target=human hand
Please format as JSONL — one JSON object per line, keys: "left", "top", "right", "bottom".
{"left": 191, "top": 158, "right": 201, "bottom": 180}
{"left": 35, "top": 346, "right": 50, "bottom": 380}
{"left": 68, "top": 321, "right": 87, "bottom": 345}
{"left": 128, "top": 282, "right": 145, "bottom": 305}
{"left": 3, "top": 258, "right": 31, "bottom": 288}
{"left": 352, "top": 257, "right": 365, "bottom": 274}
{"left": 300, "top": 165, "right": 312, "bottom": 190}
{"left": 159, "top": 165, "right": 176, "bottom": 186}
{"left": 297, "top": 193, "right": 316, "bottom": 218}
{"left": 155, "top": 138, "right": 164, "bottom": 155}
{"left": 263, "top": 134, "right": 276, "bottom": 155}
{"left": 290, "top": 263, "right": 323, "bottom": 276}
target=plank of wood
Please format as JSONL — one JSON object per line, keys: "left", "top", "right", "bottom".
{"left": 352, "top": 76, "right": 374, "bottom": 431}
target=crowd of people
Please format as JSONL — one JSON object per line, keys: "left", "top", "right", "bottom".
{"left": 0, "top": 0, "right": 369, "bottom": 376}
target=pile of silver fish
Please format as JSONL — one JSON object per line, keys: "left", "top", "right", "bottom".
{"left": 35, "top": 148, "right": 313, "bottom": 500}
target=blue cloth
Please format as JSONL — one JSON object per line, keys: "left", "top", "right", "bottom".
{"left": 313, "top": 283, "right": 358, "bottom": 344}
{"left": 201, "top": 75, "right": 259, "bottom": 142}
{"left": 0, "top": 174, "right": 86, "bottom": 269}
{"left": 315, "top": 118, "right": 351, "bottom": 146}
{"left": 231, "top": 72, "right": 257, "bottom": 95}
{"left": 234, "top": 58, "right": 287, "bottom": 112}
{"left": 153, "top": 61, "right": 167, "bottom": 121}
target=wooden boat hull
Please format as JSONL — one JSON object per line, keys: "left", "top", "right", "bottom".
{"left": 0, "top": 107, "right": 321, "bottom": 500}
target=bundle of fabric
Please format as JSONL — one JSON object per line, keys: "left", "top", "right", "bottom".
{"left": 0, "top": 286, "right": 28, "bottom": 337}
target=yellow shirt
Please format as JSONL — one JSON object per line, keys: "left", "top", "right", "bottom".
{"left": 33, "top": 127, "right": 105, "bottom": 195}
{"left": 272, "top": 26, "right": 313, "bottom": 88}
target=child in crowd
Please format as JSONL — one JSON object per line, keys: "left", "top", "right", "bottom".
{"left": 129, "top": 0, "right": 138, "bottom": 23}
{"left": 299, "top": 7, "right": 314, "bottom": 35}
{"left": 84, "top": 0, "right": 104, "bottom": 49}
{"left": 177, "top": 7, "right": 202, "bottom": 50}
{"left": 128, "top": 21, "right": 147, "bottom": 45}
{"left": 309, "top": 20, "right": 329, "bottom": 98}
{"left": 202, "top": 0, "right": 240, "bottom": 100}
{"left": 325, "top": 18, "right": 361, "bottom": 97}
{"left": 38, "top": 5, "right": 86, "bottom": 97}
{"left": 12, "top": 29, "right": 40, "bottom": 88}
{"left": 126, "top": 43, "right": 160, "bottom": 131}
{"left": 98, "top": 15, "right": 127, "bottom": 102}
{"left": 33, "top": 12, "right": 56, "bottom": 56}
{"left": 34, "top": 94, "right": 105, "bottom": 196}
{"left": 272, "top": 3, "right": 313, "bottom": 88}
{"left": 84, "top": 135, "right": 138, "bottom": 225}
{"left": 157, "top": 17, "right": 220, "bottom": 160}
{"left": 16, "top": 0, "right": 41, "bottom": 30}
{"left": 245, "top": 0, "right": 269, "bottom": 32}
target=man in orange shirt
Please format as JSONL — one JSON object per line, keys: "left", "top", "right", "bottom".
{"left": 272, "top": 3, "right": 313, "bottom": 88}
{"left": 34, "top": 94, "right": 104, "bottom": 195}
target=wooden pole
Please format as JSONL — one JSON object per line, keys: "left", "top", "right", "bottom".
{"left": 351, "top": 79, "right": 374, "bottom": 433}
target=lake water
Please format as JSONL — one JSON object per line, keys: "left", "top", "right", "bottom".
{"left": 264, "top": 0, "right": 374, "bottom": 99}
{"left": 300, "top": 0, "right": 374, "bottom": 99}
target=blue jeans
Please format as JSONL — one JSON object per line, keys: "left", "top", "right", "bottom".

────

- _Prompt_: Each record should come back exactly as written.

- _Task result_:
target=human hand
Please format as JSONL — one JSON object per line, keys: "left", "top", "right", "bottom".
{"left": 191, "top": 158, "right": 201, "bottom": 180}
{"left": 35, "top": 346, "right": 50, "bottom": 380}
{"left": 68, "top": 321, "right": 87, "bottom": 345}
{"left": 128, "top": 282, "right": 145, "bottom": 305}
{"left": 3, "top": 258, "right": 31, "bottom": 288}
{"left": 352, "top": 257, "right": 365, "bottom": 274}
{"left": 300, "top": 165, "right": 312, "bottom": 190}
{"left": 159, "top": 165, "right": 176, "bottom": 186}
{"left": 297, "top": 193, "right": 316, "bottom": 218}
{"left": 155, "top": 138, "right": 164, "bottom": 155}
{"left": 263, "top": 134, "right": 276, "bottom": 155}
{"left": 290, "top": 263, "right": 323, "bottom": 276}
target=plank of wood
Please format as JSONL — one JSON object per line, keys: "left", "top", "right", "bottom".
{"left": 352, "top": 76, "right": 374, "bottom": 431}
target=crowd of people
Please format as JSONL — one JSON object per line, keys: "left", "top", "right", "bottom".
{"left": 0, "top": 0, "right": 369, "bottom": 376}
target=pile of silver fish
Please format as JSONL — one JSON object per line, keys: "left", "top", "right", "bottom".
{"left": 35, "top": 148, "right": 313, "bottom": 500}
target=blue cloth
Please format as JSONL — one JSON object per line, keys: "left", "top", "right", "bottom".
{"left": 313, "top": 283, "right": 358, "bottom": 344}
{"left": 201, "top": 75, "right": 259, "bottom": 142}
{"left": 0, "top": 174, "right": 86, "bottom": 269}
{"left": 315, "top": 118, "right": 351, "bottom": 146}
{"left": 231, "top": 72, "right": 257, "bottom": 95}
{"left": 234, "top": 58, "right": 287, "bottom": 112}
{"left": 153, "top": 61, "right": 167, "bottom": 121}
target=wooden boat hull
Please format as JSONL — one JSON object per line, keys: "left", "top", "right", "bottom".
{"left": 0, "top": 107, "right": 321, "bottom": 500}
target=bundle of fabric
Please format as JSONL — one JSON object per line, keys: "left", "top", "right", "bottom".
{"left": 0, "top": 286, "right": 28, "bottom": 337}
target=yellow shirt
Please format as JSONL — one JSON object per line, keys: "left", "top", "right", "bottom".
{"left": 33, "top": 127, "right": 105, "bottom": 195}
{"left": 272, "top": 26, "right": 313, "bottom": 88}
target=child in crowd
Please format as JSONL — one JSON object per line, keys: "left", "top", "right", "bottom".
{"left": 129, "top": 0, "right": 138, "bottom": 23}
{"left": 299, "top": 7, "right": 314, "bottom": 35}
{"left": 84, "top": 0, "right": 104, "bottom": 49}
{"left": 177, "top": 7, "right": 202, "bottom": 50}
{"left": 128, "top": 21, "right": 147, "bottom": 45}
{"left": 309, "top": 20, "right": 329, "bottom": 98}
{"left": 202, "top": 0, "right": 240, "bottom": 100}
{"left": 325, "top": 18, "right": 361, "bottom": 97}
{"left": 38, "top": 5, "right": 86, "bottom": 97}
{"left": 12, "top": 29, "right": 40, "bottom": 88}
{"left": 126, "top": 43, "right": 160, "bottom": 131}
{"left": 98, "top": 15, "right": 127, "bottom": 102}
{"left": 33, "top": 12, "right": 56, "bottom": 56}
{"left": 34, "top": 94, "right": 105, "bottom": 196}
{"left": 272, "top": 3, "right": 313, "bottom": 88}
{"left": 84, "top": 135, "right": 138, "bottom": 225}
{"left": 157, "top": 17, "right": 220, "bottom": 160}
{"left": 16, "top": 0, "right": 41, "bottom": 30}
{"left": 245, "top": 0, "right": 269, "bottom": 32}
target=man in orange shirt
Please format as JSONL — one JSON object per line, keys: "left", "top", "right", "bottom".
{"left": 272, "top": 3, "right": 313, "bottom": 88}
{"left": 34, "top": 94, "right": 104, "bottom": 195}
target=wooden pole
Please format as JSONL — one JSON object per line, keys: "left", "top", "right", "bottom".
{"left": 351, "top": 79, "right": 374, "bottom": 433}
target=lake water
Please format as JSONL — one JSON object per line, keys: "left", "top", "right", "bottom".
{"left": 264, "top": 0, "right": 374, "bottom": 99}
{"left": 300, "top": 0, "right": 374, "bottom": 99}
target=blue jeans
Please format as JSONL — one JSON object per line, keys: "left", "top", "right", "bottom".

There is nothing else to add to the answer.